• [TRECHO DO TEXTO]
Esse artigo, que originalmente foi publicado no TomDispatch, foi extraído do primeiro capítulo do novo livro de Patrick Cockburn, "The Jihadis Return: ISIS and the New Sunni Uprising" (O Retorno dos Jihadis: o Estado Islâmico e o novo Levante Sunita, em tradução livre), com agradecimento especial à editora, OR Books. A primeira seção é uma nova introdução escrita para o TomDispatch.
Há elementos extraordinários na política atual dos Estados Unidos em relação ao Iraque e à Síria que estão atraindo uma atenção surpreendentemente baixa. No Iraque, os EUA estão perpetrando ataques aéreos e mandando conselheiros e treinadores para ajudarem a conter o avanço do Estado Islâmico do Iraque e do Levante (mais conhecido como Estado Islâmico) na capital curda, Arbil. Os EUA presumidamente fariam o mesmo se o EI cercasse ou atacasse Bagdá. Mas, na Síria, a política de Washington é exatamente oposta: há muitos opositores do EI no governo sírio e curdos sírios em seus enclaves do norte. Ambos estão sendo atacados pelo EI, que já tomou cerca de um terço do país, incluindo a maior parte de suas instalações de óleo e gás.
Mas a política dos EUA, da Europa Ocidental e do Golfo Pérsico é derrubar o presidente Bashar al-Assad, que vem a ser a política do EI e de outros jihadis na Síria. E se Assad cair, o EI será o beneficiário, já que será questão de vencer ou absorver o resto da oposição armada síria. Há uma falsa ideia em Washington e outros lugares de que existe uma oposição “moderada” síria sendo ajudada pelos EUA, pelo Qatar, pela Turquia e pelos sauditas. É, apesar disso, fraca e está enfraquecendo a cada dia. Logo o califado pode se estender da fronteira iraniana até o Mediterrâneo e a única força que pode possivelmente impedir que isso aconteça é o exército sírio.
A realidade da política dos EUA é apoiar o governo do Iraque, mas não a Síria, contra o EI. Mas uma razão para o grupo ter sido capaz de se tornar tão forte no Iraque é que ele pode extrair seus recursos e combatentes da Síria. Nem tudo o que deu errado no Iraque foi culpa do primeiro-ministro Nouri al-Maliki, como agora se tornou o consenso político e midiático no Ocidente. Os políticos iraquianos têm me dito nos últimos dois anos que o apoio estrangeiro à revolta sunita na Síria inevitavelmente desestabilizaria o país deles também. Isso agora aconteceu.
Ao continuar com essas políticas contraditórias em dois países, os EUA garantiram que o EI pudesse fortalecer seus combatentes no Iraque por meio da Síria e vice-versa. Até agora, Washington teve sucesso em não levar a culpa pelo crescimento do EI e em colocar toda a culpa no governo iraquiano. Na verdade, criou uma situação na qual o EI pode sobreviver e pode inclusive prosperar.

• [TAREFA PROPOSTA 1] Transcreva do artigo sobre a política dos EUA no Iraque e na Síria o trecho entre "A realidade da" e "Isso agora aconteceu.", inclusive.

• [Entradas de dados salvas]
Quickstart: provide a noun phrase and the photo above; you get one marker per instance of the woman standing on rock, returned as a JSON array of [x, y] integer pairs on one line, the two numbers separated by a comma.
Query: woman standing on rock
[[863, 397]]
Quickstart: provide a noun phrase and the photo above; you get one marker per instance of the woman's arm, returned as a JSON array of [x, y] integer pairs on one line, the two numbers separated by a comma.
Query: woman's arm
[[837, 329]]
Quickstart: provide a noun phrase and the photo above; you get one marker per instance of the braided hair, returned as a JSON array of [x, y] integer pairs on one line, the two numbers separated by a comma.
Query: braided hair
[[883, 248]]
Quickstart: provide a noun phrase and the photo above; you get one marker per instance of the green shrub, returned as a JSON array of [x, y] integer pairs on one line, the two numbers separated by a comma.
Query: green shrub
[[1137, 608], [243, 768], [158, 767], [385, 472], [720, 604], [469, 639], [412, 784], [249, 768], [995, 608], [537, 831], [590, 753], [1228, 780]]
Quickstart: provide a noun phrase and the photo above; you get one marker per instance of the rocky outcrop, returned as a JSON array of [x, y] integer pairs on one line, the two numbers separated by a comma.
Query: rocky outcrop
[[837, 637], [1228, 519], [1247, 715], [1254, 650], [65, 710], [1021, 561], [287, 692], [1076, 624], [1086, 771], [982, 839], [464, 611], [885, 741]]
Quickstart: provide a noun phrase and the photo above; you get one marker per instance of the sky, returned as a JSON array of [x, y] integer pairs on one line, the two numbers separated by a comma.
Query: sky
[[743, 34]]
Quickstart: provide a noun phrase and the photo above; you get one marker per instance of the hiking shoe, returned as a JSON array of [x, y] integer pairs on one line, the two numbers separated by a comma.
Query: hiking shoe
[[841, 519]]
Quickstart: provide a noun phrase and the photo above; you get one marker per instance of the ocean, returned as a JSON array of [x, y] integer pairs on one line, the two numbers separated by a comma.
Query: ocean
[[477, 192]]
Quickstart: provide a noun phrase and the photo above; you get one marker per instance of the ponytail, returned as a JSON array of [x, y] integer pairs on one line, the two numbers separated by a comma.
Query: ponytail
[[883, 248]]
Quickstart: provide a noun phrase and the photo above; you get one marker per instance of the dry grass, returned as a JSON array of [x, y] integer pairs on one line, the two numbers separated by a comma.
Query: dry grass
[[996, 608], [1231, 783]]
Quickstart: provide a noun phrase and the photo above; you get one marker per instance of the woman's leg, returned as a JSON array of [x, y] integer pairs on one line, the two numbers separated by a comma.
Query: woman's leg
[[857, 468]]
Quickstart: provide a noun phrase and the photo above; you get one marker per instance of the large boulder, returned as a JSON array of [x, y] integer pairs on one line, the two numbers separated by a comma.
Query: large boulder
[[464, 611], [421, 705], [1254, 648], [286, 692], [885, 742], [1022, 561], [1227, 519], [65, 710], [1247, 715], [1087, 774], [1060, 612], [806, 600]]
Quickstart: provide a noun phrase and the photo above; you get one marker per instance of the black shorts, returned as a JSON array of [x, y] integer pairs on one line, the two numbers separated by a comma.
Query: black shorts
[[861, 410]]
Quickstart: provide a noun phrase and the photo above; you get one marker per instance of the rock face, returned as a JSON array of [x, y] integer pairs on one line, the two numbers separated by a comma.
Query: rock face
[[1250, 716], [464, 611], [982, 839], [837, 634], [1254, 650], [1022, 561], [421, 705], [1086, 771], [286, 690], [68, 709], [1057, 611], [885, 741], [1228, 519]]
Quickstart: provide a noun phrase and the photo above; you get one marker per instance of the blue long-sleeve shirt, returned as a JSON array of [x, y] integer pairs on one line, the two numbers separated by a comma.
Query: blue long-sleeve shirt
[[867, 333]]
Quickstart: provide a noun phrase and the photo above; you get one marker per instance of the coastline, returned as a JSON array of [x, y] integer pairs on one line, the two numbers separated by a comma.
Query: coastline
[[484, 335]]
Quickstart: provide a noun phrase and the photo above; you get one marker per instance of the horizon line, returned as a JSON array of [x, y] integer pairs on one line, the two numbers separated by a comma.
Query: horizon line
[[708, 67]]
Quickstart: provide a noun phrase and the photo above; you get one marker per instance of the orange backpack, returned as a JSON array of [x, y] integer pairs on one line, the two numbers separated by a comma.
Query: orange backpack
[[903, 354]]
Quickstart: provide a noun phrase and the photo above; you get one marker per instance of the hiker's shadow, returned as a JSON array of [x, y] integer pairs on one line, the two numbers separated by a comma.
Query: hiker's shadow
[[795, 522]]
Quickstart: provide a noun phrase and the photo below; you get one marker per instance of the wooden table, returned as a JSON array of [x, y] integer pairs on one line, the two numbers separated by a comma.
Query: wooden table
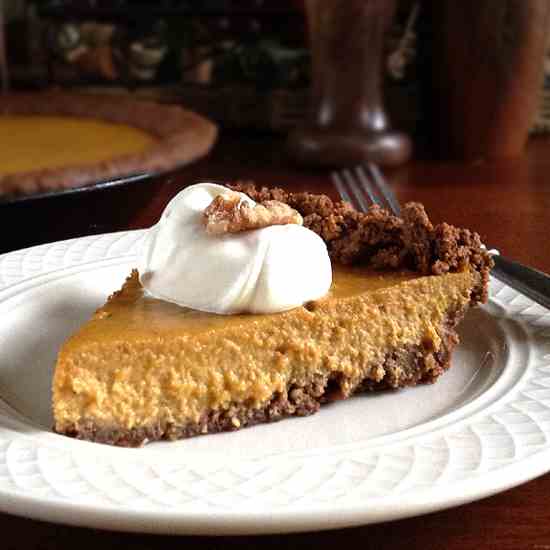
[[508, 203]]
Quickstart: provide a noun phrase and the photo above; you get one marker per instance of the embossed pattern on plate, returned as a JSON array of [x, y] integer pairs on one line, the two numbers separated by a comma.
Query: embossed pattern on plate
[[486, 426]]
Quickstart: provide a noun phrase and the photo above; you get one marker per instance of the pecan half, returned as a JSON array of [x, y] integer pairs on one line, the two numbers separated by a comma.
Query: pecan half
[[229, 214]]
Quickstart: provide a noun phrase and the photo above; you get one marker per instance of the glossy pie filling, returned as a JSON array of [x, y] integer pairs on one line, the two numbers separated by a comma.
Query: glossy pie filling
[[140, 360], [37, 142]]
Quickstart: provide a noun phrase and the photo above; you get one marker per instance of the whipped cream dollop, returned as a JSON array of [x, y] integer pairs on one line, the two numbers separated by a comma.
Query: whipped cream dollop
[[265, 270]]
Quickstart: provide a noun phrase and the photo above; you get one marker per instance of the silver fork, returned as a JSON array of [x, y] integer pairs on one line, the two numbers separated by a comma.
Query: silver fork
[[363, 186]]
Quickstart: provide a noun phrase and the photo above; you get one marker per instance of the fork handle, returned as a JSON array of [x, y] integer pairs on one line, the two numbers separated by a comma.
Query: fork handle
[[531, 282]]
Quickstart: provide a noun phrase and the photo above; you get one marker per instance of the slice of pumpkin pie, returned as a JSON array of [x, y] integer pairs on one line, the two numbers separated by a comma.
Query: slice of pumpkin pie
[[250, 305]]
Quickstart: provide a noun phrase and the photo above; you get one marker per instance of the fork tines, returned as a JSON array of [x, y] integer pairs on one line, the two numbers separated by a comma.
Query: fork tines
[[363, 186]]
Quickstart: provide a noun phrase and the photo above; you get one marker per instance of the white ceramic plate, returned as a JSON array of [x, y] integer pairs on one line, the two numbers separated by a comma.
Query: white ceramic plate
[[484, 427]]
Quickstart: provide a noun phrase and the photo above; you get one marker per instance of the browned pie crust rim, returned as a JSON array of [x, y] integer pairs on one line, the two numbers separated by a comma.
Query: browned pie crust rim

• [TAREFA PROPOSTA 2] Reescreva como lista numerada as linhas das entradas, do início até a linha que contém "753], [1228, 780]]", inclusive, sem as linhas em branco.

• [RESPOSTA 1]
A realidade da política dos EUA é apoiar o governo do Iraque, mas não a Síria, contra o EI. Mas uma razão para o grupo ter sido capaz de se tornar tão forte no Iraque é que ele pode extrair seus recursos e combatentes da Síria. Nem tudo o que deu errado no Iraque foi culpa do primeiro-ministro Nouri al-Maliki, como agora se tornou o consenso político e midiático no Ocidente. Os políticos iraquianos têm me dito nos últimos dois anos que o apoio estrangeiro à revolta sunita na Síria inevitavelmente desestabilizaria o país deles também. Isso agora aconteceu.

• [RESPOSTA 2]
1. Quickstart: provide a noun phrase and the photo above; you get one marker per instance of the woman standing on rock, returned as a JSON array of [x, y] integer pairs on one line, the two numbers separated by a comma.
2. Query: woman standing on rock
3. [[863, 397]]
4. Quickstart: provide a noun phrase and the photo above; you get one marker per instance of the woman's arm, returned as a JSON array of [x, y] integer pairs on one line, the two numbers separated by a comma.
5. Query: woman's arm
6. [[837, 329]]
7. Quickstart: provide a noun phrase and the photo above; you get one marker per instance of the braided hair, returned as a JSON array of [x, y] integer pairs on one line, the two numbers separated by a comma.
8. Query: braided hair
9. [[883, 248]]
10. Quickstart: provide a noun phrase and the photo above; you get one marker per instance of the green shrub, returned as a JSON array of [x, y] integer pairs on one line, the two numbers separated by a comma.
11. Query: green shrub
12. [[1137, 608], [243, 768], [158, 767], [385, 472], [720, 604], [469, 639], [412, 784], [249, 768], [995, 608], [537, 831], [590, 753], [1228, 780]]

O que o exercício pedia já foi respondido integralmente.